■ Data for the task ■
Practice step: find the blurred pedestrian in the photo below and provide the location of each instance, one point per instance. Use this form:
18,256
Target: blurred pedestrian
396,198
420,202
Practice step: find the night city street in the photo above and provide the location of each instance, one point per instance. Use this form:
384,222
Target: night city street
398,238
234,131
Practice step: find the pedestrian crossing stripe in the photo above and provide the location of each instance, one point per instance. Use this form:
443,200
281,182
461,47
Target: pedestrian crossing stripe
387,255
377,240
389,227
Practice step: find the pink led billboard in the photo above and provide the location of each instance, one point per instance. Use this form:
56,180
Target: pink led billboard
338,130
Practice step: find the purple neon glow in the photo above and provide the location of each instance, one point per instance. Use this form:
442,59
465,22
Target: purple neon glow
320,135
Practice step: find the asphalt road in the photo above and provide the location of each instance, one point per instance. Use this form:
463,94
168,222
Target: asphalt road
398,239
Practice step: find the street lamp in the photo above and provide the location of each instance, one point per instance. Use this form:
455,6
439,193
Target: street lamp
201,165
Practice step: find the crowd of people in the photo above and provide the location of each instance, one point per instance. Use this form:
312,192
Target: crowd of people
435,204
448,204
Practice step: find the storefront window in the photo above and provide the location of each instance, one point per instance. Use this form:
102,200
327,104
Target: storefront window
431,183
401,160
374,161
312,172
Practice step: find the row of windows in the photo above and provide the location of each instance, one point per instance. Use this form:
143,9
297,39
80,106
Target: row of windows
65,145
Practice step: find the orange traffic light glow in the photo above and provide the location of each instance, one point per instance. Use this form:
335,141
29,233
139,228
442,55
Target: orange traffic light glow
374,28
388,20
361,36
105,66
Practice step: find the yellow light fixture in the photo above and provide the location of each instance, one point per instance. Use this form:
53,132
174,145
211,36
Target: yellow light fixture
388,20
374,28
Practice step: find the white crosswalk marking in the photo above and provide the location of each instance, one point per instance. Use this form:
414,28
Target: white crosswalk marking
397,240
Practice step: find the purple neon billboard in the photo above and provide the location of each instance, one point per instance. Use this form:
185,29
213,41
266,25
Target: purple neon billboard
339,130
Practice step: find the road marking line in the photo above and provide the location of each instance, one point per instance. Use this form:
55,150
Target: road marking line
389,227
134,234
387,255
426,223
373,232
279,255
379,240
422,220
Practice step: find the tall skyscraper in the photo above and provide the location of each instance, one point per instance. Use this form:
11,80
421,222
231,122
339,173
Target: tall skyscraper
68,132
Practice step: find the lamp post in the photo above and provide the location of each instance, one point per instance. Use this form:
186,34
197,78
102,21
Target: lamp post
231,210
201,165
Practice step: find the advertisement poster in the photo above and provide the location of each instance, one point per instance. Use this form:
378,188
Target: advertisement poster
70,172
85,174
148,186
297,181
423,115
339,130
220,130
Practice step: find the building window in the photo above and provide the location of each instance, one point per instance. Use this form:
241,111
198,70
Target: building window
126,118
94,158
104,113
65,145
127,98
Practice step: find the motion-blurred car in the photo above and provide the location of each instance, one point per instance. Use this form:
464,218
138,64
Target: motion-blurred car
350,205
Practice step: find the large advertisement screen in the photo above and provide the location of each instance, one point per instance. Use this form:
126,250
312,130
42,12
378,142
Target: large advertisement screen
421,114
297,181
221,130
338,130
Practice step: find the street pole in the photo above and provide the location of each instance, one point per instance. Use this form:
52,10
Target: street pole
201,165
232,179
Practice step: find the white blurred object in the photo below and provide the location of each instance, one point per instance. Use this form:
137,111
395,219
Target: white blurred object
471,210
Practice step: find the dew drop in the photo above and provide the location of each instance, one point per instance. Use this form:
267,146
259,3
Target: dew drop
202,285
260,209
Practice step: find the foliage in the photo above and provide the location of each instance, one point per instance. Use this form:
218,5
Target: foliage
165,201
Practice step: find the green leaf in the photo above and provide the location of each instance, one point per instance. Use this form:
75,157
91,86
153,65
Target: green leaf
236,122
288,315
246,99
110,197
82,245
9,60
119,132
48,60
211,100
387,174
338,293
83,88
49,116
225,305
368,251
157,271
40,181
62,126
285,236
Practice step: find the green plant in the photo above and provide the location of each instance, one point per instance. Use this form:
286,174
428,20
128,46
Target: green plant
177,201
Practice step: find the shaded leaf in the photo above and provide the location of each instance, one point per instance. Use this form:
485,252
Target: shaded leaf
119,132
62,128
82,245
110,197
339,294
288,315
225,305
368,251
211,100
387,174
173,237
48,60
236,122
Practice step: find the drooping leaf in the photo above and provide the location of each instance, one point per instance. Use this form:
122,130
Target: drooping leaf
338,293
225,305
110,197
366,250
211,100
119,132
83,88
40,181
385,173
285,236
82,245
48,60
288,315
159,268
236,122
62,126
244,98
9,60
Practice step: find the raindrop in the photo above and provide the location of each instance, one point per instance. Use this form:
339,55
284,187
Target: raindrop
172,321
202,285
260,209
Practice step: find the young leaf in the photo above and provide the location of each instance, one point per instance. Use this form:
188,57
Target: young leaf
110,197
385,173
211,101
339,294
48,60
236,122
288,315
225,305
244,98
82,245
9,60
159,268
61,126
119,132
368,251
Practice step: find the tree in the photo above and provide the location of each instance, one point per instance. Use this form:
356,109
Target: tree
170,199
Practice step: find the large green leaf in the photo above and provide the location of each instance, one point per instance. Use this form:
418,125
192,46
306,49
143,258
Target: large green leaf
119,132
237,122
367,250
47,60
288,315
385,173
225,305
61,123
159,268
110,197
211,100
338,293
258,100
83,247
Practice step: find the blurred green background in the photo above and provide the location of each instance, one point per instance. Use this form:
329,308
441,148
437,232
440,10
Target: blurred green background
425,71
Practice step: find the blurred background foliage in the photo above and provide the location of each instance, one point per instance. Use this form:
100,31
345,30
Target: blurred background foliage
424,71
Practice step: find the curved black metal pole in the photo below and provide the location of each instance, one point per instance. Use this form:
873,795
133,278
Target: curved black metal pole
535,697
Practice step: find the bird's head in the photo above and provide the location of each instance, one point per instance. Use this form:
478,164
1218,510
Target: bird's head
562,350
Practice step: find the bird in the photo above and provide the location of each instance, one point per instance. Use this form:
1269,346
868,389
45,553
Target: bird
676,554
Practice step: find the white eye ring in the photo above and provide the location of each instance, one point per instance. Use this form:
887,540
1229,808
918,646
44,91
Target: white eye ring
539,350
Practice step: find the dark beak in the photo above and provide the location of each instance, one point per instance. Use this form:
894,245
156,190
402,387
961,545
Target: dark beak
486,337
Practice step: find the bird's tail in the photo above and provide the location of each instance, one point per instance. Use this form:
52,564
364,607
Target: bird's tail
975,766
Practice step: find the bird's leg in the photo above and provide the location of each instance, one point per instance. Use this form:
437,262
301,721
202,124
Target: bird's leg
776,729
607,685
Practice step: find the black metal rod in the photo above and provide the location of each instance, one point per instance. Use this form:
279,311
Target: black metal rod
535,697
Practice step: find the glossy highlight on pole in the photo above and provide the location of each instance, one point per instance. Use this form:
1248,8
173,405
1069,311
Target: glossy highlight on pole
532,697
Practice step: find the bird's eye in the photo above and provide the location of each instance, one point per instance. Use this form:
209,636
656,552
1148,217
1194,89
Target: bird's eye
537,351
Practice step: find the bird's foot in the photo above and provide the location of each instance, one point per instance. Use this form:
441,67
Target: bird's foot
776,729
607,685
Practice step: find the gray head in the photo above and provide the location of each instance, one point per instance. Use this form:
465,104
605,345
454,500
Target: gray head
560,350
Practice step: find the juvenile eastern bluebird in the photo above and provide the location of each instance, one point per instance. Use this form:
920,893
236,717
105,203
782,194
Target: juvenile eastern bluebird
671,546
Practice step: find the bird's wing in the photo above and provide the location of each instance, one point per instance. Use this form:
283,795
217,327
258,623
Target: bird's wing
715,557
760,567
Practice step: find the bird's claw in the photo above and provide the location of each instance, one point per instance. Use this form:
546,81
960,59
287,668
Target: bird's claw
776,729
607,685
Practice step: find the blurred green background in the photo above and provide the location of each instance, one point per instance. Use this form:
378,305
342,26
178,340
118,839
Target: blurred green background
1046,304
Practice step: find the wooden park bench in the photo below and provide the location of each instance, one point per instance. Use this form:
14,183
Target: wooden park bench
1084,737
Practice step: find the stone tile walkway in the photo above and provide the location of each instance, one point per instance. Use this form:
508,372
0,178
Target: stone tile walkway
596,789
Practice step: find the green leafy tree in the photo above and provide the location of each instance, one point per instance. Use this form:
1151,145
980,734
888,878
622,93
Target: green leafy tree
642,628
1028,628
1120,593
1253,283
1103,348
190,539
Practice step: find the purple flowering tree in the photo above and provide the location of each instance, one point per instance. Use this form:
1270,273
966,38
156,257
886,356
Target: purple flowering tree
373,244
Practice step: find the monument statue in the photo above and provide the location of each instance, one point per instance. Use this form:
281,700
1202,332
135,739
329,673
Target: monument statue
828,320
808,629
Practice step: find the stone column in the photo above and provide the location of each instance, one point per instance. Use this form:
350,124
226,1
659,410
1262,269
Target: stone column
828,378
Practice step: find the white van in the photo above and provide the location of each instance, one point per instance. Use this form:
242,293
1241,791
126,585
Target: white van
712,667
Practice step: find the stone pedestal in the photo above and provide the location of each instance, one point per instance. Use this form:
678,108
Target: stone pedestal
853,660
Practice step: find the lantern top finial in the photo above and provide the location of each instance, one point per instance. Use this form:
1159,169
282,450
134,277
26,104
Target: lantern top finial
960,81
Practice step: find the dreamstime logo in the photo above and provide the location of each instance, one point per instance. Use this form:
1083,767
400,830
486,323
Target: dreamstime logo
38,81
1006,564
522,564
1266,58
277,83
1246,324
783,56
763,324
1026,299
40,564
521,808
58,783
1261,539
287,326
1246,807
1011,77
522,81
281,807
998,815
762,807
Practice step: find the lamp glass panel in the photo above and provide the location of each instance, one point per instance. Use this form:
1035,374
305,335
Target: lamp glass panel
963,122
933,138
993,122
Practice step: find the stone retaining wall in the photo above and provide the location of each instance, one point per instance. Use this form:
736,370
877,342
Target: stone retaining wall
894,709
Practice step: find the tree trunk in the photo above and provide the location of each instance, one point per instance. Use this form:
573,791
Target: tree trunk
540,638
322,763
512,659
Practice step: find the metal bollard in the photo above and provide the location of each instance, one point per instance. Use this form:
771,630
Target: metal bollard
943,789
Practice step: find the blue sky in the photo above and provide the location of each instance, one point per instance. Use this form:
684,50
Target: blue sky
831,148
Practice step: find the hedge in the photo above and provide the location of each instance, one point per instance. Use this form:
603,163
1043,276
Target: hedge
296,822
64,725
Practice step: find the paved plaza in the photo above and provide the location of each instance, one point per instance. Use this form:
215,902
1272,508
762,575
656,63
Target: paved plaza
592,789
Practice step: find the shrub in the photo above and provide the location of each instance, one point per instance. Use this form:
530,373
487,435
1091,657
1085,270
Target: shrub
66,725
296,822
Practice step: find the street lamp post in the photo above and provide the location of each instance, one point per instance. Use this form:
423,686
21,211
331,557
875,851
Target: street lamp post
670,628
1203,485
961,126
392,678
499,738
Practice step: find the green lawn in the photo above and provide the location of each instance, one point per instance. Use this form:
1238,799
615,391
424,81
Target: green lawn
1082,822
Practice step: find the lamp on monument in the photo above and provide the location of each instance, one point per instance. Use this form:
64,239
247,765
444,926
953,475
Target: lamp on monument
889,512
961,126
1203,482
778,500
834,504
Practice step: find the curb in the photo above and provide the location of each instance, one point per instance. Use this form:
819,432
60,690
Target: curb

■ Exercise requirements ■
The word "curb" appears in some lines above. Return every one of those lines.

■ Result ■
Practice step: find the curb in the photo above and provide the location of each instance, one point per instance. Use this form:
Target: curb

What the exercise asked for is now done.